Sexual stereotypes

Government action in health, education and
social care needs to be gender sensitive, understanding and
addressing the differences between male and female experience and
needs, says Anna Coote.

When one woman receives publicity for a deed
that is supposedly “exceptional”, you can bet your life there will
be bags of media coverage about this being (shock, horror)
something that women generally do. But only where failures and
misdemeanours are concerned – if the exceptional act is impressive,
few bother to extrapolate that women in general are capable of
it.

Thus, if a woman gets to be a cabinet minister
or an orchestra conductor or an astrophysicist, they tend to be
seen as exceptions that prove the rule that women are generally
incapable of such achievements. Yet a single incident where young
women are involved in street crime can lead to all sorts of
ill-informed commentary about a “rising tide” of female thuggery.
It has taken decades for an accumulating weight of evidence to
overturn the legend that women as a group are incompetent drivers.
Even now a single headline about some poor woman erring at the
wheel is enough to resuscitate the old stereotype. And when one
woman teacher is convicted of illicit sex with schoolboys, we know
we are in for a spate of speculation about a new “threat” to
vulnerable young males from predatory females in caring roles.

I am not suggesting that policy makers and
practitioners in social care should not be alert to the dangers of
women abusing boys. It may happen – if only very rarely – and once
is too often. The same goes for women and street crime: although
men vastly outnumber them, there is an upward trend of female
perpetrators that cannot be ignored. The trouble is that policy is
too often based on false assumptions.

What can be done? First, we need to put an end
to stereotyping that assumes that individuals are bound to follow a
particular pattern of behaviour because of their gender. Second, we
need to learn from research that differentiates between men and
women, making better use of existing findings and filling the gaps
in our knowledge. This should help us reach a better understanding
of the differences and similarities between male and female
characteristics and behaviour, as well as how these relate to other
differences such as age, class and ethnicity, and how they change
over time. Third, we need a much stronger connection between
evidence and policy-making, so that, for example, any new measures
to deal with a perceived risk of sexual abuse by women are based on
a rigorous assessment of that risk, rather than a moral panic
sparked by the tabloids. Fourth – and most importantly – we need
all policy-making to be gender sensitive, addressing the
differences between male and female experience.

Take health, for example. The Department of
Health recently announced new targets to reduce infant mortality in
the lowest socio-economic groups and to narrow the gap in adult
life expectancy between the best and worst-off parts of the
country. This should help focus resources and prioritise
action.

> **Stored data**
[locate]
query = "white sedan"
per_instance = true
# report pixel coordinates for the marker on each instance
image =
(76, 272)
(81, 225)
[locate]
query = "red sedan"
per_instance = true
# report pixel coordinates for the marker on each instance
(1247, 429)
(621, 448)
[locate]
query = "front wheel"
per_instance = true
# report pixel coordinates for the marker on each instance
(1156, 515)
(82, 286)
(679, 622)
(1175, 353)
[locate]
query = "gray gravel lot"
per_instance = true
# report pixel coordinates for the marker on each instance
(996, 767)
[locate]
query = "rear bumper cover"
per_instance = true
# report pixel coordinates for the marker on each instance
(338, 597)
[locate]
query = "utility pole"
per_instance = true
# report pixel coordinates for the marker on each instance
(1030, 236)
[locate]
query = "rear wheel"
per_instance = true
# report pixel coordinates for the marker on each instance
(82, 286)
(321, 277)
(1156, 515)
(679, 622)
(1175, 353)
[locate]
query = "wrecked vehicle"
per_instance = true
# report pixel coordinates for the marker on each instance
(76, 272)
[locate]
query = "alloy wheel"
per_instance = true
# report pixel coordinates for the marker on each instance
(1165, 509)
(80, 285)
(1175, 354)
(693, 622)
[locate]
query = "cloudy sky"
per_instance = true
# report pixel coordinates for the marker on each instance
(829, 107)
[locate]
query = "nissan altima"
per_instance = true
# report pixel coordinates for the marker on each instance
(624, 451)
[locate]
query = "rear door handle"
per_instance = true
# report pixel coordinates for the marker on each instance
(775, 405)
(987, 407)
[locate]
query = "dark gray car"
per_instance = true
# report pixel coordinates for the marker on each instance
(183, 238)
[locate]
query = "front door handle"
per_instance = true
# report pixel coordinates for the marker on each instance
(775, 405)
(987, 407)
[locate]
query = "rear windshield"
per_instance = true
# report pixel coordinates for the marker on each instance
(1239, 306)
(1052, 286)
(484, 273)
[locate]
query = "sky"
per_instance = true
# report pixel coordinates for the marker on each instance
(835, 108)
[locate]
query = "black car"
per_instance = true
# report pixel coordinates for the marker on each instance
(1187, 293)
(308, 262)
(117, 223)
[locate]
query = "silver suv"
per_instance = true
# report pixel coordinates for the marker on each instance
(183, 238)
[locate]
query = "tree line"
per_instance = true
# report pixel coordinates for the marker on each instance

> **Activity list**
1 – Rewrite the paragraph of the article on sexual stereotypes that begins "What can be done?" as a brief list, keeping its main points.
2 – Reproduce the part of the article on sexual stereotypes starting with "Even now a single" and going on through "in caring roles.".

> **Answers to the problems**
1 –
- End stereotyping that assumes individuals must follow a particular pattern of behavior because of their gender.
- Learn from research that differentiates between men and women. Make better use of existing findings and fill gaps in knowledge, so as to understand male and female differences and similarities, how they relate to age, class and ethnicity, and how they change over time.
- Connect evidence and policy-making much more strongly. For example, measures against a perceived risk of sexual abuse by women should rest on rigorous risk assessment, not a moral panic sparked by the tabloids.
- Most importantly, make all policy-making gender sensitive, addressing the differences between male and female experience.

2 –
Even now a single headline about some poor woman erring at the
wheel is enough to resuscitate the old stereotype. And when one
woman teacher is convicted of illicit sex with schoolboys, we know
we are in for a spate of speculation about a new “threat” to
vulnerable young males from predatory females in caring roles.